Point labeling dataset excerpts
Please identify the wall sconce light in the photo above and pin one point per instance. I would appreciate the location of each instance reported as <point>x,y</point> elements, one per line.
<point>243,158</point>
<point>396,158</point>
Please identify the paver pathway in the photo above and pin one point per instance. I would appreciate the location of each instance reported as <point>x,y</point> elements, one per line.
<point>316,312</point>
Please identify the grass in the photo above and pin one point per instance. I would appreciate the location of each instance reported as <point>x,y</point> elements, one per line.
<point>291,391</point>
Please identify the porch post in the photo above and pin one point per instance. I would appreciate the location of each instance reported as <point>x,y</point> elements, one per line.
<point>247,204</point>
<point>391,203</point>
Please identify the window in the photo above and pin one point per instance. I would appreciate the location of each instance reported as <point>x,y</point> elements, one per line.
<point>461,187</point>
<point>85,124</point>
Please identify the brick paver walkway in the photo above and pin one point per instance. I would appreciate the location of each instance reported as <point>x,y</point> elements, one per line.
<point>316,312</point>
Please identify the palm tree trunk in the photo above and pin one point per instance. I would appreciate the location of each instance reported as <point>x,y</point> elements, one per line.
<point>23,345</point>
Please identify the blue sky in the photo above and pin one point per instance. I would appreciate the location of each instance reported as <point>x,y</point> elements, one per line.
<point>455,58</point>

REQUIREMENT >>
Copy every one of these records word for word.

ANSWER TO THE TASK >>
Please identify the wall sconce light in the photo above and pin one point per instance. I would appreciate the location of each instance reported as <point>x,y</point> elements, one per line.
<point>243,158</point>
<point>396,158</point>
Please identify the paver pathway in the photo above and pin one point per instance. I would appreciate the location of each instance reported as <point>x,y</point> elements, one per line.
<point>316,312</point>
Please identify the grass in the photo above and pin one point per instance. I would appreciate the location of each instance reported as <point>x,y</point> elements, one per line.
<point>291,391</point>
Please identify the porch post in the photo above and pin one point per instance. I would appreciate the location of each instance reported as <point>x,y</point> elements, one per line.
<point>247,204</point>
<point>391,203</point>
Please identify the window in the photo above and pin one point per instance. I would appreciate the location of each instance reported as <point>x,y</point> elements, one per line.
<point>461,187</point>
<point>85,124</point>
Please identify the brick paver walkway in the photo above and pin one point per instance. I would appreciate the location of each instance reported as <point>x,y</point> elements, one per line.
<point>316,312</point>
Please identify the palm tree trunk in the photo above and pin one point per instance. I would appreciate the location of each instance reported as <point>x,y</point> elements, one per line.
<point>23,345</point>
Please identify the blue sky in the photo above and pin one point per instance. I would appreciate the location of each instance reported as <point>x,y</point> elements, one per line.
<point>455,58</point>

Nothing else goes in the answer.